Palazzo Pitti
Palazzo Pitti is a Renaissance palace in the Oltrarno district of Florence. Attributed in its basic structure to Filippo Brunelleschi, it was built from 1458 for the merchant Luca Pitti. The palace is the largest building of this district on the southern side of the Arno.
The consistent use of roughly hewn stone ashlars (ashlar work) as the only façade decoration on all three floors, which are very similar to each other, is striking and gives the building the fortress-like character typical of the buildings of the Florentine nobility (here lies an essential difference to the Palazzo Medici-Riccardi and the Palazzo Strozzi).
After the Pitti were convicted of participating in the Pazzi conspiracy, the building remained unfinished for almost a hundred years. Only after it was sold in 1549 to Eleonora of Toledo, the wife of Cosimo I de' Medici, was work begun on alterations and extensions and the creation of the Boboli Gardens. The Florentine rafter roof was replaced by a lower one hidden behind balustrades. In 1568 Bartolomeo Ammanati inserted Renaissance windows in the walled-up arched portals of the ground floor. He was also responsible for the garden façade, the design of the courtyard and parts of the gardens. The main building, originally three-storey with seven window axes, was enlarged between 1620 and 1631 to a width of 13 window axes and supplemented by two two-storey side wings, each with five axes, which seamlessly continued Brunelleschi's and Ammanati's façade design. The last of these was followed in 1764 by single-storey side extensions with arcades framing the forecourt.

> _Information supplied_:
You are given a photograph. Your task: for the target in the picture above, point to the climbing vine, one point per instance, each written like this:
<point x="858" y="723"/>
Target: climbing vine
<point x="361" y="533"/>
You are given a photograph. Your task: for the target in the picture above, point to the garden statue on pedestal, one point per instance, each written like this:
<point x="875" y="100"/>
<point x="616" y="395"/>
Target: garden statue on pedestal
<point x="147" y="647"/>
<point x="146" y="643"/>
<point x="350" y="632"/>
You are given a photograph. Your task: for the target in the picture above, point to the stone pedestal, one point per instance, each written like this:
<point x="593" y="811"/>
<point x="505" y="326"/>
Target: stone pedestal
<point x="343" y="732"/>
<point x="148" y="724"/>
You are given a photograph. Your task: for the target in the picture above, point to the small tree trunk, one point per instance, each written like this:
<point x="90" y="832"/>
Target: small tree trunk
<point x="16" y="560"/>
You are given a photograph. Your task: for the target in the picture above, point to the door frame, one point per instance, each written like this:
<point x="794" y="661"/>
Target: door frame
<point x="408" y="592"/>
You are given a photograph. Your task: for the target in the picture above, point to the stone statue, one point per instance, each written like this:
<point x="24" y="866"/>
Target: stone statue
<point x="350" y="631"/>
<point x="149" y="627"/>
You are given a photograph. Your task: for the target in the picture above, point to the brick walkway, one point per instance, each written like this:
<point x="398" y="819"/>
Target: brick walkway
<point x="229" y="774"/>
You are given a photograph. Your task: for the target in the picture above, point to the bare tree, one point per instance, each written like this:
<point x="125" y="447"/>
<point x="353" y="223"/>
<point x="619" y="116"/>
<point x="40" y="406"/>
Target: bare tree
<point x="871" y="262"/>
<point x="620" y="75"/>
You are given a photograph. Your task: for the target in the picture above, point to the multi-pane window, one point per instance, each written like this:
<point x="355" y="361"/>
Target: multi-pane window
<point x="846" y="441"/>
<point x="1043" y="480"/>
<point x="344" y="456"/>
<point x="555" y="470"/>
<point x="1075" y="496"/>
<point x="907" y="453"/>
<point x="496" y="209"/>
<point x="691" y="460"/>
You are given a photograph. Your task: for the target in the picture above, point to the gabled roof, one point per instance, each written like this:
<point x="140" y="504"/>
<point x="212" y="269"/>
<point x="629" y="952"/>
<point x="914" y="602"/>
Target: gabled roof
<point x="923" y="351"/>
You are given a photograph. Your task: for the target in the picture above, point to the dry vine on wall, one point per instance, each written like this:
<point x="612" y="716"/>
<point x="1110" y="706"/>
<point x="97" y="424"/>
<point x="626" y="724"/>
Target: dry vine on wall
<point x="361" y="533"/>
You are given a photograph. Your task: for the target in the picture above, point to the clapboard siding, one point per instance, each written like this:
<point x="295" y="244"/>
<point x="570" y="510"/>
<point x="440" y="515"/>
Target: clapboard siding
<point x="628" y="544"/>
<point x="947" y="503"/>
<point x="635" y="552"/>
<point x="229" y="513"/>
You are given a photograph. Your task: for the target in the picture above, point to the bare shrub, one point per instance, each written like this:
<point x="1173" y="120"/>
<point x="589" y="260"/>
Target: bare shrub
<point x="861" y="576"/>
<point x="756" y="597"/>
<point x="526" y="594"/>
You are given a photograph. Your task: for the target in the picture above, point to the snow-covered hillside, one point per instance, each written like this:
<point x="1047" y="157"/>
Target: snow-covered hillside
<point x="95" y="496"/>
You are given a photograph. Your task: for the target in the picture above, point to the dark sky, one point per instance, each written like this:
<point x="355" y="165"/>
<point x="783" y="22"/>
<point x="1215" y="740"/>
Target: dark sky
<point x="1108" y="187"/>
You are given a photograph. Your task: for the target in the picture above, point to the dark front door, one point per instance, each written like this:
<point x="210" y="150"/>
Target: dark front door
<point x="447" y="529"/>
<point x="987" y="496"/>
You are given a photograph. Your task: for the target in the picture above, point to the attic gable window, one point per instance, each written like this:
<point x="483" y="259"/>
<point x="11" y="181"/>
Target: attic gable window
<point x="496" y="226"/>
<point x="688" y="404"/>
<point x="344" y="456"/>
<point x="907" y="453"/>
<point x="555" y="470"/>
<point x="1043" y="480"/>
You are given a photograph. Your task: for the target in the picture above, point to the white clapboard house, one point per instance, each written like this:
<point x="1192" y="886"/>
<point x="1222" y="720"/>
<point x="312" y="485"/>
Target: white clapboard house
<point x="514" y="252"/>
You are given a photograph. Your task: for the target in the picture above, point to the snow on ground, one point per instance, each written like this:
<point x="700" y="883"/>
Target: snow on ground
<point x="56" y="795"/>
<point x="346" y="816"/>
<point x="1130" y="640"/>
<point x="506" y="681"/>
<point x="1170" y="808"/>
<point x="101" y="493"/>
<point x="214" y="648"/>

> _What this exercise asks_:
1. Reproduce everything in the passage on Palazzo Pitti from "The consistent use" down to "the Palazzo Strozzi).".
2. Answer these questions from the passage on Palazzo Pitti:
(a) For which merchant was the palace built from 1458?
(b) To whom was the building sold in 1549?
(c) In what year did Bartolomeo Ammanati insert Renaissance windows in the walled-up arched portals of the ground floor?
3. Pick up the passage on Palazzo Pitti after its final sentence and carry it forward.

> _Task-by-task answers_:
1.
The consistent use of roughly hewn stone ashlars (ashlar work) as the only façade decoration on all three floors, which are very similar to each other, is striking and gives the building the fortress-like character typical of the buildings of the Florentine nobility (here lies an essential difference to the Palazzo Medici-Riccardi and the Palazzo Strozzi).

2.
(a) Luca Pitti
(b) Eleonora of Toledo, the wife of Cosimo I de' Medici
(c) 1568

3.
In 1565 Giorgio Vasari built a long corridor across the Ponte Vecchio, connecting the Palazzo Pitti with the Palazzo Vecchio on the other side of the Arno via the Church of Santa Felicità, the Ponte Vecchio bridge and the Uffizi. This allowed the palace residents to commute between their residence and the town hall unmolested by the common people.
Palazzo Pitti was the residence of the Dukes of Tuscany from the 16th century, and later the Florentine residence of the King of Italy. King Victor Emmanuel III ceded it to the Italian state in 1919 - since then the Palazzo Pitti and its collections of paintings have been open to the public, including the Medici's Galleria Palatina with works by Titian, Giorgione, Raphael and Rubens, and the Galleria d'arte moderna with works from classicism to the beginning of Italian futurism at the turn of the 20th century.
Inside the Palazzo
The garden facade today
Main facade of the Palazzo Pitti
Ammanati's garden facade
Palazzo Pitti with Boboli Garden around 1600
Exhibitions and museums
The Palazzo Pitti houses the following museums and permanent exhibitions:
- Galleria Palatina (Medici collection of paintings)
- Galleria d'Arte Moderna (paintings from classicism to neoclassicism)
- the Costume Gallery (Galleria del Costume)
- the Porcelain Museum (Museo delle Porcellane)
- the Silver Museum (Museo degli Argenti)
- the royal apartments (Appartamenti Reali)
- the Carriage Museum (Museo delle Carrozze)
A side wing of the building houses a station of the Carabinieri, made famous by the detective novels of the British writer Magdalen Nabb.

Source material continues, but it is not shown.